• EXERCISE DATA
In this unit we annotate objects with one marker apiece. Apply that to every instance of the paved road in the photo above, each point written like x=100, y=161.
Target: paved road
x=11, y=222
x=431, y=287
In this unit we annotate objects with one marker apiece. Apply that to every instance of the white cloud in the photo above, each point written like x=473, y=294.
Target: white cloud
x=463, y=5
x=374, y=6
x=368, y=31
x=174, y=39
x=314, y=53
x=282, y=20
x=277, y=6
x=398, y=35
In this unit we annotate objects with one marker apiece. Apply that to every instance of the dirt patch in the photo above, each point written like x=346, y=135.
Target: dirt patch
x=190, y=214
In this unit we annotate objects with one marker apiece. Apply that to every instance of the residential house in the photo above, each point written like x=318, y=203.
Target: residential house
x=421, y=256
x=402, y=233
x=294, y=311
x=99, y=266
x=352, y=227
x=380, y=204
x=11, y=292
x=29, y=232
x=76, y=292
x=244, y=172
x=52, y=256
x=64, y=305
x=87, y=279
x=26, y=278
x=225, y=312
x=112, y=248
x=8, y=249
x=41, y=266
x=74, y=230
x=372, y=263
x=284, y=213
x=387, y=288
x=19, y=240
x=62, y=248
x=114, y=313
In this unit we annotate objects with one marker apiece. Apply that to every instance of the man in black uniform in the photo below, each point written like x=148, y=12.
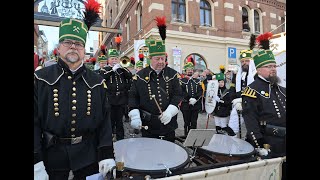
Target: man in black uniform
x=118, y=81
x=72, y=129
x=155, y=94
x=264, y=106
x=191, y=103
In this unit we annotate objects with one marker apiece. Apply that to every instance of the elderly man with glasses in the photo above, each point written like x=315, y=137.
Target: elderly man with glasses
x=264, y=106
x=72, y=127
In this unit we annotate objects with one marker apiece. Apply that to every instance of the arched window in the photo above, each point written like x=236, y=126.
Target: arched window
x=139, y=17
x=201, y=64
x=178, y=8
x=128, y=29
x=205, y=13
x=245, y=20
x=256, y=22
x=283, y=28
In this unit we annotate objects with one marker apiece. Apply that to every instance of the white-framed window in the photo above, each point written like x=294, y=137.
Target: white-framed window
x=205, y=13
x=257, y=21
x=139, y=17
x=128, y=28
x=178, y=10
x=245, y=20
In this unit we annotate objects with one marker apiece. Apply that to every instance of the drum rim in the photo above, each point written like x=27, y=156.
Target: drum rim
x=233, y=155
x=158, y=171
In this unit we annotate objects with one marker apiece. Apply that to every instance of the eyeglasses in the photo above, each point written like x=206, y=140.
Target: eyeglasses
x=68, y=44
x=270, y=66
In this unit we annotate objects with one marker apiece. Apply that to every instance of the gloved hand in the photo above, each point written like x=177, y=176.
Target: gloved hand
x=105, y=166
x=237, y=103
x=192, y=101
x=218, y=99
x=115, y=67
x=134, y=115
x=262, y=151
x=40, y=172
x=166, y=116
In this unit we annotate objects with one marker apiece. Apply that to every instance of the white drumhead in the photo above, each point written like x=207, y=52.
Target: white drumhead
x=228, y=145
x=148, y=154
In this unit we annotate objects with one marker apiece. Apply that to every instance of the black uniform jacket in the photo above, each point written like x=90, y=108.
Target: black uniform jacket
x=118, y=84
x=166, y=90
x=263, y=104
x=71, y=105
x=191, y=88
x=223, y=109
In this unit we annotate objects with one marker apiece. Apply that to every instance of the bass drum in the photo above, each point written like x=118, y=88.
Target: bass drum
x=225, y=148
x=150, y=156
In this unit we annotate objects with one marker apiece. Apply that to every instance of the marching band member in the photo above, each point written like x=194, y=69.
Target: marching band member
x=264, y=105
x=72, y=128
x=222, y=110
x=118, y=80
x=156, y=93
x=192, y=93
---
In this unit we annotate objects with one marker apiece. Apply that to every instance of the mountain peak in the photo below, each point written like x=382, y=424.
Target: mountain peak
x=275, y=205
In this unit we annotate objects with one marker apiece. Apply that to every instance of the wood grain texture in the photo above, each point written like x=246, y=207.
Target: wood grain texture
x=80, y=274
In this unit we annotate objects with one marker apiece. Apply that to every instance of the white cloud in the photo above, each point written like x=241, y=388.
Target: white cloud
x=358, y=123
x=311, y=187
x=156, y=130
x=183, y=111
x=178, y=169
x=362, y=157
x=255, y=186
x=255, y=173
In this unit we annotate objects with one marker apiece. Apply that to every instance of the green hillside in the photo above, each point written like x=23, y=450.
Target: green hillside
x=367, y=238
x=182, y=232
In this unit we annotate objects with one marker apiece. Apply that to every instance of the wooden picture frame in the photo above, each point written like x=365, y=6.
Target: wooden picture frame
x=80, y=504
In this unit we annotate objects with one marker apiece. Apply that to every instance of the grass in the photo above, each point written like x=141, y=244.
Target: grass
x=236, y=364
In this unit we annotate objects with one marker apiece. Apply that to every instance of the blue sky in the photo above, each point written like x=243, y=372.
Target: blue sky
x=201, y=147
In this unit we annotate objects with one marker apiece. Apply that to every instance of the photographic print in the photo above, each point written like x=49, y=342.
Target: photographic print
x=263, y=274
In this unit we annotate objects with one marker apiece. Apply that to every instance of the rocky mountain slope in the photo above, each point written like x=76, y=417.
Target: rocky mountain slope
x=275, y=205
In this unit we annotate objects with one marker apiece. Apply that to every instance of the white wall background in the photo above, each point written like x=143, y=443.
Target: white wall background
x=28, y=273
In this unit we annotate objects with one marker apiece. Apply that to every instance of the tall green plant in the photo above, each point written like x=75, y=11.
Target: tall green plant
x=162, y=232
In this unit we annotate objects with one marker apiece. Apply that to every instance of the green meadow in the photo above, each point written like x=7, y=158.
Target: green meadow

• WORK INSTRUCTIONS
Which of the lines above include the word "below"? Copy each of them.

• ANSWER TO THIS EXERCISE
In this unit we annotate objects with one marker apiece. Apply that to every instance of the man in black uniform in the photo below, each point written like x=148, y=12.
In this unit we annotate objects with one marker apiece. Apply that to every instance of the mountain peak in the photo below, each point written like x=382, y=424.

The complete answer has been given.